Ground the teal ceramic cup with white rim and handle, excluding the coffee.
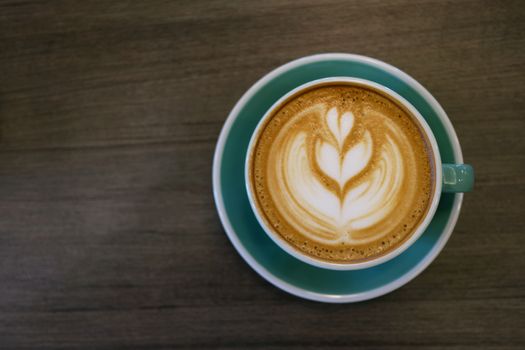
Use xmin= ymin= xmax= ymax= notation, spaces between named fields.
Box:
xmin=244 ymin=77 xmax=474 ymax=270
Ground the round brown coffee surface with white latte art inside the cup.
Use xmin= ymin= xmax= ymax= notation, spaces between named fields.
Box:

----

[Activity]:
Give the entries back verbatim and omit the images.

[Task solution]:
Ground the teal ceramic cup with white rim and handle, excluding the coffee.
Use xmin= ymin= xmax= ymax= notation, spaces between named fields.
Box:
xmin=244 ymin=77 xmax=474 ymax=270
Ground the round brown coffee surface with white latte art inside the cup.
Use xmin= ymin= xmax= ymax= notation, spaces between named fields.
Box:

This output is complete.